- DATA PROVIDED
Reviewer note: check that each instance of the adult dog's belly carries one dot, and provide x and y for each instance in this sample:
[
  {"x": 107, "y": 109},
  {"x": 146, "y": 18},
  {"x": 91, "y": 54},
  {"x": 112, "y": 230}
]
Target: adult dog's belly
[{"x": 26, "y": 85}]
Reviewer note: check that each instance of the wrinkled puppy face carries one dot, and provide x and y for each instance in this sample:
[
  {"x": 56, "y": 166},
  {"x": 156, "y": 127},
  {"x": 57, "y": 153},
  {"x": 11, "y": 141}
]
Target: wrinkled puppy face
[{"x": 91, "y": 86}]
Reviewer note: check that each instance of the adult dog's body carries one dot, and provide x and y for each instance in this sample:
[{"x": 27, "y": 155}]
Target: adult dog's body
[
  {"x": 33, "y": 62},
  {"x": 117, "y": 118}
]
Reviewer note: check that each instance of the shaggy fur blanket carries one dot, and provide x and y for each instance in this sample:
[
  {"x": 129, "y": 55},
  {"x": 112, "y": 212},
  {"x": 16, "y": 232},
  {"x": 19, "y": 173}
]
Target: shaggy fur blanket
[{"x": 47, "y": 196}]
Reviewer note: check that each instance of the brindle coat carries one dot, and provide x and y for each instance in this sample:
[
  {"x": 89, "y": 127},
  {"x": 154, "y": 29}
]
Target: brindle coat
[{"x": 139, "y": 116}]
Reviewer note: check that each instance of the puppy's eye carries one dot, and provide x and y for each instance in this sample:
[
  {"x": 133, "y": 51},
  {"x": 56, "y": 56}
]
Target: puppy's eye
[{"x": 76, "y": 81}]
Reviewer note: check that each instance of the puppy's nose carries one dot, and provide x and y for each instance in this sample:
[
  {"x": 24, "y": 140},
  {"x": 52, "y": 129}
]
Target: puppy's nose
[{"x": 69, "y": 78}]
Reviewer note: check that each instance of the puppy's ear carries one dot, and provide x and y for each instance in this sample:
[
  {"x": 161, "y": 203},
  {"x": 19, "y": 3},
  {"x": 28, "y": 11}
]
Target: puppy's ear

- HOW TO COMPLETE THIS TASK
Your output should match the records above word for word.

- TASK ANSWER
Reviewer note: check that each instance of the adult dog's belly carries one dot, and provide x and y for each instance in this sample:
[
  {"x": 107, "y": 109},
  {"x": 146, "y": 18},
  {"x": 91, "y": 54},
  {"x": 112, "y": 230}
]
Target: adult dog's belly
[{"x": 26, "y": 85}]
Reviewer note: check that each instance of the wrinkled puppy face carries one dot, and provide x and y for each instance in this sample:
[
  {"x": 56, "y": 166},
  {"x": 156, "y": 127},
  {"x": 57, "y": 153},
  {"x": 11, "y": 141}
]
Target: wrinkled puppy face
[{"x": 91, "y": 86}]
Reviewer note: check that each instance of the adult dog's body carries one dot, and provide x and y for each instance in this sample:
[{"x": 27, "y": 155}]
Target: adult dog's body
[
  {"x": 33, "y": 62},
  {"x": 117, "y": 118}
]
Reviewer note: check that each instance of the shaggy fur blanket carries one dot, and provide x and y for each instance in this sample:
[
  {"x": 129, "y": 55},
  {"x": 112, "y": 212},
  {"x": 16, "y": 232},
  {"x": 19, "y": 173}
]
Target: shaggy fur blanket
[{"x": 47, "y": 196}]
Reviewer note: check that each instance of the brindle coat carries one dot, and provide x and y for each instance in this sample:
[
  {"x": 89, "y": 127},
  {"x": 154, "y": 29}
]
Target: brindle coat
[{"x": 139, "y": 116}]
Reviewer note: check that each instance of the puppy's eye carries one dot, and provide x and y for each instance in this sample:
[
  {"x": 133, "y": 51},
  {"x": 56, "y": 56}
]
Target: puppy's eye
[{"x": 76, "y": 81}]
Reviewer note: check that each instance of the puppy's nose carries one dot, and provide x and y for each instance in this sample:
[
  {"x": 24, "y": 140},
  {"x": 52, "y": 129}
]
Target: puppy's nose
[{"x": 69, "y": 78}]
Reviewer note: check that each instance of the puppy's ear carries one dot, and provide x and y for each instance in this sample:
[
  {"x": 161, "y": 203},
  {"x": 19, "y": 3},
  {"x": 28, "y": 11}
]
Target: puppy's ear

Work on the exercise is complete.